— START OF RECORD LIST —

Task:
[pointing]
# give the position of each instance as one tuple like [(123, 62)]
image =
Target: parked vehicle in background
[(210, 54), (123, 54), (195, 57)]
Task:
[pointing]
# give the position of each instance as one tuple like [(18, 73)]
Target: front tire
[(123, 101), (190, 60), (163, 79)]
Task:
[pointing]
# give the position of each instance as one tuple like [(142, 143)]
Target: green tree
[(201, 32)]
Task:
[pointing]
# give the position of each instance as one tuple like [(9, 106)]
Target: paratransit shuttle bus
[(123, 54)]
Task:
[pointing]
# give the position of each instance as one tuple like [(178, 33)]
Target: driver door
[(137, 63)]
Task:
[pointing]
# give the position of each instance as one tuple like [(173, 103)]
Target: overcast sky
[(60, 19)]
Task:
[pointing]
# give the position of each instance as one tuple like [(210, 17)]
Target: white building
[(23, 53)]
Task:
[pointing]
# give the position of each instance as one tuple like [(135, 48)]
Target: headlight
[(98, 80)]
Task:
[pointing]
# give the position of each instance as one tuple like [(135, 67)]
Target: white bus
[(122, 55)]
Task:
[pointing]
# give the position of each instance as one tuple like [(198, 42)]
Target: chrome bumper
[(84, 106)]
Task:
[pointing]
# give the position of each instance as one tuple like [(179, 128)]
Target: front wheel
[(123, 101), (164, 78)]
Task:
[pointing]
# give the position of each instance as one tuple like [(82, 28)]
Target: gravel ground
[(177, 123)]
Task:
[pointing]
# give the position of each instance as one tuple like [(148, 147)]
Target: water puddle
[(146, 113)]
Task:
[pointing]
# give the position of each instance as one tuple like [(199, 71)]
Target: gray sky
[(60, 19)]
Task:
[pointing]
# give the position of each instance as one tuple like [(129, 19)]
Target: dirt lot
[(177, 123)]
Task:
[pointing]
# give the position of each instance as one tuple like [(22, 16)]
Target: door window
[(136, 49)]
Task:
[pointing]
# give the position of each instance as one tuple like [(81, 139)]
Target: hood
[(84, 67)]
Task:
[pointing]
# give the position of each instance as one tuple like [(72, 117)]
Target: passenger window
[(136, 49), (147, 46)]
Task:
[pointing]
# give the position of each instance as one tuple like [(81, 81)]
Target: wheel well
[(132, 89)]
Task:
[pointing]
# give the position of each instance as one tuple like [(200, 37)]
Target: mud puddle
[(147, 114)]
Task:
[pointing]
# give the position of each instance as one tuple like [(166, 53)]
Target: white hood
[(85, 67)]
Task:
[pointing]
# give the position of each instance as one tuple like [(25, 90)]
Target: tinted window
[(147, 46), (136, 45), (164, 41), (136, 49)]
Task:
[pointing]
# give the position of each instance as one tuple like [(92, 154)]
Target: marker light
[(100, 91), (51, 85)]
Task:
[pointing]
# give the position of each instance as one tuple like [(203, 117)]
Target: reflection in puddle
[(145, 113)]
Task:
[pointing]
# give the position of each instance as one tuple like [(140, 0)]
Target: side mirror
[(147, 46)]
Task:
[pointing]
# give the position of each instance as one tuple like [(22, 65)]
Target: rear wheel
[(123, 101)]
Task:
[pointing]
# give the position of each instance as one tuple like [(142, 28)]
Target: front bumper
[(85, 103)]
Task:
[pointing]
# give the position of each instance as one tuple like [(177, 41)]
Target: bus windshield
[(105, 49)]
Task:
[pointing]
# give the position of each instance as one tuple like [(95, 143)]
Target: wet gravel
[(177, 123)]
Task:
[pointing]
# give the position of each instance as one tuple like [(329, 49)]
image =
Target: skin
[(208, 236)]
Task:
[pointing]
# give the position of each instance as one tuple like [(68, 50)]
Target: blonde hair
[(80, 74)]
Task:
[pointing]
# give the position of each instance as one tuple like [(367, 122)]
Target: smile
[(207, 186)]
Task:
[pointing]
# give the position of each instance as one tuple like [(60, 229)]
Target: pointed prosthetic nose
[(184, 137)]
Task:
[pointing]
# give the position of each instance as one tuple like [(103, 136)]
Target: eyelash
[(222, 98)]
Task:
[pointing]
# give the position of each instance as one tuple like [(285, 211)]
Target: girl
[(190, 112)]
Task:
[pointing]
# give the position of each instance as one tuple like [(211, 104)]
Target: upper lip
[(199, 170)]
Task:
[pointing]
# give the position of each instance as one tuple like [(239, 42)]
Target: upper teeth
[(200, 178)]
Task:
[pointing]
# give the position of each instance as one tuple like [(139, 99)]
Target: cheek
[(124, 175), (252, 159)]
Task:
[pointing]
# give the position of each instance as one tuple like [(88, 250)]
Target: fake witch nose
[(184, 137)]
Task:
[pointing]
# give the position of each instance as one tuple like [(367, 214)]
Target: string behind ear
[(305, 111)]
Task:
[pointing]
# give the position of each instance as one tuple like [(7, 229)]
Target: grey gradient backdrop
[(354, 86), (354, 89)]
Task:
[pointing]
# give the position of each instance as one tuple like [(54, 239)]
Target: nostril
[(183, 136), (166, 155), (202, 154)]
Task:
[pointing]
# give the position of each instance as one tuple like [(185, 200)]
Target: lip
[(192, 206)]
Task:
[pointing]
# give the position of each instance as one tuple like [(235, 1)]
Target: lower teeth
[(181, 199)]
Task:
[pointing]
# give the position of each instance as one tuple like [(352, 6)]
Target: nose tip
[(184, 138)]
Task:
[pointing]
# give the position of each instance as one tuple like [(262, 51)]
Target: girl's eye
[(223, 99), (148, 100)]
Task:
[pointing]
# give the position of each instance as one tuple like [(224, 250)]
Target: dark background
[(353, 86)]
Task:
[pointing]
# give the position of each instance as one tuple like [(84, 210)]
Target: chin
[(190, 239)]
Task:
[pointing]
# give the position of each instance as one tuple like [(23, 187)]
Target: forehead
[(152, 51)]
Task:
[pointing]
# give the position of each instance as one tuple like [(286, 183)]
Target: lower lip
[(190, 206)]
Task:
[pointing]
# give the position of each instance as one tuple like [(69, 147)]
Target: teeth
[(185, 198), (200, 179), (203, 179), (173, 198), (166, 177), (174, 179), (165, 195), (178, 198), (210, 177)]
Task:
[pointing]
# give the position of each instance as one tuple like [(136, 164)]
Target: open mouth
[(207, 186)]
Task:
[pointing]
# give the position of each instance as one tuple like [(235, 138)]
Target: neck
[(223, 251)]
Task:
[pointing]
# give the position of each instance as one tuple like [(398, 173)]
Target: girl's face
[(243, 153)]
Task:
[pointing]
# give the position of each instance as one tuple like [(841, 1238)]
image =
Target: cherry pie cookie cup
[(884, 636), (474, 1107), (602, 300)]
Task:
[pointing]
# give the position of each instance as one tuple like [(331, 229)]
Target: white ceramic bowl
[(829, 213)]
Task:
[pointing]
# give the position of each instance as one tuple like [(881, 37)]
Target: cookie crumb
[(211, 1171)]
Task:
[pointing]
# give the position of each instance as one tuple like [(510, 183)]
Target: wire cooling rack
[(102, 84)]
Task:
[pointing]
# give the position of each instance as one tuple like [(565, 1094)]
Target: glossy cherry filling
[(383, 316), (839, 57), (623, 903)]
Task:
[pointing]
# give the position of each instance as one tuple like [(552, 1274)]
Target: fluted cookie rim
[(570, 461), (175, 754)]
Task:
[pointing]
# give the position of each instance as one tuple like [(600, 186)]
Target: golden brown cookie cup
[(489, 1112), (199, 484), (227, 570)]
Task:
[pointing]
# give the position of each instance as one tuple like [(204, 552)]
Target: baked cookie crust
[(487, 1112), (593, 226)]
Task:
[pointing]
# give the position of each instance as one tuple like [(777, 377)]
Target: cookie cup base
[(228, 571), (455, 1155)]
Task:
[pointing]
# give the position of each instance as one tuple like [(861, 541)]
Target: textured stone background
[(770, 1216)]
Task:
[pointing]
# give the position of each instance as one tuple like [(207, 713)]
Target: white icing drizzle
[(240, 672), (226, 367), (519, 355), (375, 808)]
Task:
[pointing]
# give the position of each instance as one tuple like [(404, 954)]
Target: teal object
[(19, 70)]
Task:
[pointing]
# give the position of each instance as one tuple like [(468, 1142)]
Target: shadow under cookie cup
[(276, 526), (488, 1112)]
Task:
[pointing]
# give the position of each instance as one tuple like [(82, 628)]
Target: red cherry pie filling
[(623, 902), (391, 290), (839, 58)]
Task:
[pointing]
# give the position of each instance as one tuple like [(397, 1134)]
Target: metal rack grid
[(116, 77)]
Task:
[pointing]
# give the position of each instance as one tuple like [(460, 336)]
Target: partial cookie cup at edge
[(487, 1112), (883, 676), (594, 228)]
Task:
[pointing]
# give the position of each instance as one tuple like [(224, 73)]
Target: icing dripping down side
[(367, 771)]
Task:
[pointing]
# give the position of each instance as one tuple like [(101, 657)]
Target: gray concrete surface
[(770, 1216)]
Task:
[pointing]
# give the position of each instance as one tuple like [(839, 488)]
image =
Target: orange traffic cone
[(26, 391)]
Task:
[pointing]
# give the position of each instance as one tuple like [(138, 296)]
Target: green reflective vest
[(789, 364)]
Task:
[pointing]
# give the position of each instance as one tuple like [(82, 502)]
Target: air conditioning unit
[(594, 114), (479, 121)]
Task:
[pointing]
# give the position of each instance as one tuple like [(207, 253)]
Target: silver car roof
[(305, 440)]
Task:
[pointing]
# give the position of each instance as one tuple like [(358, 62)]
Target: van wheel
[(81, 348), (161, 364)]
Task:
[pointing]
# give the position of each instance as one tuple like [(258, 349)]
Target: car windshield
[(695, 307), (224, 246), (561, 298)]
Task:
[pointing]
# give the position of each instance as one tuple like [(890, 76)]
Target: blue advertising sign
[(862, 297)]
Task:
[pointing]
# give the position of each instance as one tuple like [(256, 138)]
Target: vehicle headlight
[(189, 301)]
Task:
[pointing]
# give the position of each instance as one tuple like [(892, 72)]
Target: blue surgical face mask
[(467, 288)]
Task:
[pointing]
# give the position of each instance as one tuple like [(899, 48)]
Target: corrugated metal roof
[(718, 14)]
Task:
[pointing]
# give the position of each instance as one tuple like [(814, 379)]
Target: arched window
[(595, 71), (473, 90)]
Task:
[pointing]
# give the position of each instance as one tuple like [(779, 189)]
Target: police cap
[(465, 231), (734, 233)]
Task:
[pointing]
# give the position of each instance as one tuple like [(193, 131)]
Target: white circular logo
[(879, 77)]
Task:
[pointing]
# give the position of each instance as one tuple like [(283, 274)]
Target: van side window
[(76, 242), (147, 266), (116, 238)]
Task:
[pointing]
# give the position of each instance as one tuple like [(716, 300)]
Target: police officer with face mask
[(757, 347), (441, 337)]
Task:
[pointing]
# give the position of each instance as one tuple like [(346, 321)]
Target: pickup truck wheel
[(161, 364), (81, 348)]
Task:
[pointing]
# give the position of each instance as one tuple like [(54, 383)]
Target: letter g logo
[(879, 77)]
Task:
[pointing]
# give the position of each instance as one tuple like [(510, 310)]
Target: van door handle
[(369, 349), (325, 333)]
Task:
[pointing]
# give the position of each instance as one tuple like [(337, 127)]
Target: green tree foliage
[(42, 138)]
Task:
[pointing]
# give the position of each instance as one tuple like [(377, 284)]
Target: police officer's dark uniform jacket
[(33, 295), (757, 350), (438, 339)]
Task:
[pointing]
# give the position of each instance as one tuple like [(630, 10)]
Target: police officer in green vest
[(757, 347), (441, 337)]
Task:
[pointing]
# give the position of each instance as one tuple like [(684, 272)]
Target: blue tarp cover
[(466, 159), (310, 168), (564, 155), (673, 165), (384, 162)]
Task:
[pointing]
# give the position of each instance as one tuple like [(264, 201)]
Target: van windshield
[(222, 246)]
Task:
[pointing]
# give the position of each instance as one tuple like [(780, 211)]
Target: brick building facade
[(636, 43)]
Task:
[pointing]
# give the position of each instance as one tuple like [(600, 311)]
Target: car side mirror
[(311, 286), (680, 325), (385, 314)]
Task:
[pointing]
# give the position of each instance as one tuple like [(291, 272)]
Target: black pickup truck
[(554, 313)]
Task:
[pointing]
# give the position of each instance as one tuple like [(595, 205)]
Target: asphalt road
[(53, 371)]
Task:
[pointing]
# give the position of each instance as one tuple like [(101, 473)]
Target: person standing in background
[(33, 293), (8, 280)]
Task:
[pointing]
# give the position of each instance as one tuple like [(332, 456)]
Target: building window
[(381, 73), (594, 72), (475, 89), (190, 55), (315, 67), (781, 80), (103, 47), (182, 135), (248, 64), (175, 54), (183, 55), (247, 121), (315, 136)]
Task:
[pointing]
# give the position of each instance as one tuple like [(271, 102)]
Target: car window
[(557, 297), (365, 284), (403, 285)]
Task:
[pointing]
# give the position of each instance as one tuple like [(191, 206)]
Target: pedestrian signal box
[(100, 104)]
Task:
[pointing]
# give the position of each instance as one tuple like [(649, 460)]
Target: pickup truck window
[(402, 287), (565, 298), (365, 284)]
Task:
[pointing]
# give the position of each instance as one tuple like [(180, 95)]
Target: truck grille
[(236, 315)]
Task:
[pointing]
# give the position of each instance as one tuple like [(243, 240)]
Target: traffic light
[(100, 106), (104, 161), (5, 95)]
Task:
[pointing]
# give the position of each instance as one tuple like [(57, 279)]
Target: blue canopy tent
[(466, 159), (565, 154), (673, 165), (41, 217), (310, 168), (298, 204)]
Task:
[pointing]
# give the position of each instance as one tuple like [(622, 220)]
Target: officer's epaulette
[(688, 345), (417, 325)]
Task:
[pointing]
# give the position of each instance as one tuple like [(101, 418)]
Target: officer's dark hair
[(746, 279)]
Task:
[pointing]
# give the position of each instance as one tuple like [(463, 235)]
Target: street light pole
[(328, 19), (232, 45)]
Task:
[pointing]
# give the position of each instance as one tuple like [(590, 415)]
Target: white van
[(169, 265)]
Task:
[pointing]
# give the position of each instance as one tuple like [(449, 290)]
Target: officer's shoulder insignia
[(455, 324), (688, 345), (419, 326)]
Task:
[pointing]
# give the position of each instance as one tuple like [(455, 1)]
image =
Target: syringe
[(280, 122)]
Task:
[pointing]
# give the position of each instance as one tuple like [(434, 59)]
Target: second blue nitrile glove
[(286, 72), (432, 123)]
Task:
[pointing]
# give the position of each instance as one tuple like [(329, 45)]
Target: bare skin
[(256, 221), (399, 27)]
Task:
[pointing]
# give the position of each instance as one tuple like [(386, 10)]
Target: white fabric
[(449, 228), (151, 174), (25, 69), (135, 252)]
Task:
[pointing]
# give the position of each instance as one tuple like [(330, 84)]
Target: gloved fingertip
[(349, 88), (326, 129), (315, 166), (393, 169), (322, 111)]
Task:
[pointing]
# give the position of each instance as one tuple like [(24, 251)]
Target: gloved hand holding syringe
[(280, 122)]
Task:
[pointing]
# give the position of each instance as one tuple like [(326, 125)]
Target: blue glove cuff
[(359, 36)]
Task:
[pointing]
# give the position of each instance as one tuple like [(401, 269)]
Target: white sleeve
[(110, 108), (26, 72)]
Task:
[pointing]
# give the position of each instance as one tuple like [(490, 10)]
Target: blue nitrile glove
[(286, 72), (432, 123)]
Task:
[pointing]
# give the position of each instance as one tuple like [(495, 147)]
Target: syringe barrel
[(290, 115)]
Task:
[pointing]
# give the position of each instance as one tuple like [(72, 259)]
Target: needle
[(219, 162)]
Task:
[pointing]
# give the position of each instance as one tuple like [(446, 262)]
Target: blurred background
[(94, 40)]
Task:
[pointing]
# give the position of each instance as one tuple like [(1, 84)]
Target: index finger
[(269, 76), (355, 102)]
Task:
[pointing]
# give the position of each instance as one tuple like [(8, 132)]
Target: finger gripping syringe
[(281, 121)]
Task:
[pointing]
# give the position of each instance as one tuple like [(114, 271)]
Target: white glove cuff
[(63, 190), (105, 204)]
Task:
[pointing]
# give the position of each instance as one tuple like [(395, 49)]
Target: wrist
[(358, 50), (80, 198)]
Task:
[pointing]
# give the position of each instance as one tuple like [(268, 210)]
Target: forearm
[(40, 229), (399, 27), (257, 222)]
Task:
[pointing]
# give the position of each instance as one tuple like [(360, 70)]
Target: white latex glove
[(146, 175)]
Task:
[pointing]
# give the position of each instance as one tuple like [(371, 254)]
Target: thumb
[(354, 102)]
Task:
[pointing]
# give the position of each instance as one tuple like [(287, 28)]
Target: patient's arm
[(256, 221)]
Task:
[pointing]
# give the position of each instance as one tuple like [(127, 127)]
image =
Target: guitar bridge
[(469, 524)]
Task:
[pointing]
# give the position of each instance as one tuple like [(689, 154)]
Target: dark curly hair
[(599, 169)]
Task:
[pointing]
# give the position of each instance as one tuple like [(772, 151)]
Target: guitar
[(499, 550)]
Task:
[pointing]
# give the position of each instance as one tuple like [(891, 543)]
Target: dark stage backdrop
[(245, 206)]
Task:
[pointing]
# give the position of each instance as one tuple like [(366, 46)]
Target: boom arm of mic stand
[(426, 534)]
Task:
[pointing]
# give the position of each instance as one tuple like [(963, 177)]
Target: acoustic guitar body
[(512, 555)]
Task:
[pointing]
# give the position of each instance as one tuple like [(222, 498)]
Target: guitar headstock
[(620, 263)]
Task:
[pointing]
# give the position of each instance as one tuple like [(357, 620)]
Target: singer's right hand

— END OF RECORD LIST —

§ **WHAT IS NEEDED**:
Show each line in the rows above that contains the string "lower", copied in full. Case counts.

§ **RESULT BELOW**:
Target: lower teeth
Target: lower lip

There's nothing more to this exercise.